DOCUMENT PASSAGE
···

In 1850, Slack published The Ministry of the Beautiful (London), a dialogue on aesthetics, and in 1860 an upbeat treatise The Philosophy of Progress in Human Affairs. The Marvels of Pond Life was a popular introduction to microscope studies (London, 1861; 3rd edit. illustrated, 1878), based on ponds that mostly were quite soon were built over. He was a regular contributor to Knowledge, and 46 papers under his name in the Royal Society's Scientific Catalogue were selected from Popular Science Monthly, the Meteorological Journal, and similar periodicals. In religion he was mainly influenced by the Unitarian William Johnson Fox, whose works he edited in a Memorial Edition (London, 12 vols. 1865–8), with William Ballantyne Hodgson.

···

EXTRACTED INFORMATION

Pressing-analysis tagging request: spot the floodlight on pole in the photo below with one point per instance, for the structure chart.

···

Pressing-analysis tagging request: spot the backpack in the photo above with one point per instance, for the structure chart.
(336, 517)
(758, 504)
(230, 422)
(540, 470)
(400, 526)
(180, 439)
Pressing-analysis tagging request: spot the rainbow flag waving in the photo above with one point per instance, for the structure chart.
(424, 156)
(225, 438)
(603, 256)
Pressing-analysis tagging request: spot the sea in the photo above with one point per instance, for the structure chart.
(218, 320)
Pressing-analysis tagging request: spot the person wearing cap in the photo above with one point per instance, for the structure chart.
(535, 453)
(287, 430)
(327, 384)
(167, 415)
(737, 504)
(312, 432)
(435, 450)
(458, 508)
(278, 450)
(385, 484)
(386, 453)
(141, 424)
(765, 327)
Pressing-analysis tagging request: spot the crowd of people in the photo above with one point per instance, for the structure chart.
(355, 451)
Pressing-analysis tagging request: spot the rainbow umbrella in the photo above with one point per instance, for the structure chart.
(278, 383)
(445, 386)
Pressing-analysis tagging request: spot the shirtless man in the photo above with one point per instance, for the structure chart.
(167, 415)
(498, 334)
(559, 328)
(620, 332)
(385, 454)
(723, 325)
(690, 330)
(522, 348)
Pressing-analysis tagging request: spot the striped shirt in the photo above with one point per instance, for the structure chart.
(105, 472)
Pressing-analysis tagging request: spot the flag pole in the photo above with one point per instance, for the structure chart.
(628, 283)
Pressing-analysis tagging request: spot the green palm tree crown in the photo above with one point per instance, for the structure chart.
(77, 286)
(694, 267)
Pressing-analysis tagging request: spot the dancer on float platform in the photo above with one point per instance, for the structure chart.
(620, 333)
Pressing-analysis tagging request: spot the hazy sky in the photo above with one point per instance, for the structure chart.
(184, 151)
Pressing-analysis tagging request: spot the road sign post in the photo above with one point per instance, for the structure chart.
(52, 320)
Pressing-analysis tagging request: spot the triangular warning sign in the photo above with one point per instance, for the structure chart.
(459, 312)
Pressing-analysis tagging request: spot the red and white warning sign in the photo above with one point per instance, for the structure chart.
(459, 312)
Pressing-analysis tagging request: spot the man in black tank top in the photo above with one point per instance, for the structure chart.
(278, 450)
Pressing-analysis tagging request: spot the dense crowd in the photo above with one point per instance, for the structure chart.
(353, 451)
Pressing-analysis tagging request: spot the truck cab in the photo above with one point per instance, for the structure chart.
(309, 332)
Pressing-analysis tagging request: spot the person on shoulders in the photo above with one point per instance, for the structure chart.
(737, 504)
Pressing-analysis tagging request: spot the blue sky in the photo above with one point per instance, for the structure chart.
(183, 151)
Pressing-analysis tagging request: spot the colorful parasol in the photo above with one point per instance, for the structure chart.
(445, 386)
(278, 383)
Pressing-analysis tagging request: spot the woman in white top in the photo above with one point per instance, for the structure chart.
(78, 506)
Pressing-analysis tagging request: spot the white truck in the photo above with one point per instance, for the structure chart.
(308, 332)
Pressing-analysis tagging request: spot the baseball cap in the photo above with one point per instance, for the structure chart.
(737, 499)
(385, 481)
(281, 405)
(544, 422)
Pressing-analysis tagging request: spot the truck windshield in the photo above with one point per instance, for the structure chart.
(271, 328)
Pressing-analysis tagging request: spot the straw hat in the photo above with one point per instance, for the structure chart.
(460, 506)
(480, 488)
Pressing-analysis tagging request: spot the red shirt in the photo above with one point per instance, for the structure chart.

···

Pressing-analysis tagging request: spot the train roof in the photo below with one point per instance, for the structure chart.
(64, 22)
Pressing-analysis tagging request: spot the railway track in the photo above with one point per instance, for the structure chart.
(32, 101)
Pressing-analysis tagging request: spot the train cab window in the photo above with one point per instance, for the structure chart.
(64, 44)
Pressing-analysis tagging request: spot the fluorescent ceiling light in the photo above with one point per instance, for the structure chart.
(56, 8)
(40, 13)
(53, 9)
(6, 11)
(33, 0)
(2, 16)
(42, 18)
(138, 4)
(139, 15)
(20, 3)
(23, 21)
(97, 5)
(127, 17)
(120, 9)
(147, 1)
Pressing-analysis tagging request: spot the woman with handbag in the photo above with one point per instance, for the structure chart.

···

TASK SET
(1) Can you write out everything in the passage on Slack's writings from "In 1850, Slack" down to "William Ballantyne Hodgson."?
(2) Would you go on with the passage on Slack's writings from where it stops?

TASK ANSWERS
(1)
In 1850, Slack published The Ministry of the Beautiful (London), a dialogue on aesthetics, and in 1860 an upbeat treatise The Philosophy of Progress in Human Affairs. The Marvels of Pond Life was a popular introduction to microscope studies (London, 1861; 3rd edit. illustrated, 1878), based on ponds that mostly were quite soon were built over. He was a regular contributor to Knowledge, and 46 papers under his name in the Royal Society's Scientific Catalogue were selected from Popular Science Monthly, the Meteorological Journal, and similar periodicals. In religion he was mainly influenced by the Unitarian William Johnson Fox, whose works he edited in a Memorial Edition (London, 12 vols. 1865–8), with William Ballantyne Hodgson.

(2)
==Shelley letters==
Slack was admitted to the Middle Temple in 1850. In 1868 he was introduced to William Michael Rossetti, as a "legal gentleman", leading to some opaque dealings with a role in literary history. Slack lent to Rossetti some letters of Percy Bysshe Shelley, which had been part of a correspondence in his early life with Elizabeth Hitchener. The story Slack told about how the letters had come into his possession was that he had had them from H. Holste, solicitor and executor to Hitchener who died aged 38 in 1821. What Slack told Thomas James Wise, who saw the letters through Rossetti, was that Hitchener had gone abroad, and married an Austrian officer. Rossetti was interested in publishing poems occurring in the letters, in particular To Mary who Died. Wise, however, unauthorised, published the letters. The letters had been deposited with Slack, on conditions that are unclear. It is also unclear why they were deposited, given that Slack was not a lawyer; and he did not claim he owned them; he gave an indication of the owner as a lady living in Germany.

The original letters passed from Slack's widow as a legacy to Charles Hargrove. From him they went to the British Museum in 1907, and so to the British Library.

==Family==
Slacks's wife, Charlotte Mary Walters, whom he married in 1840, survived him.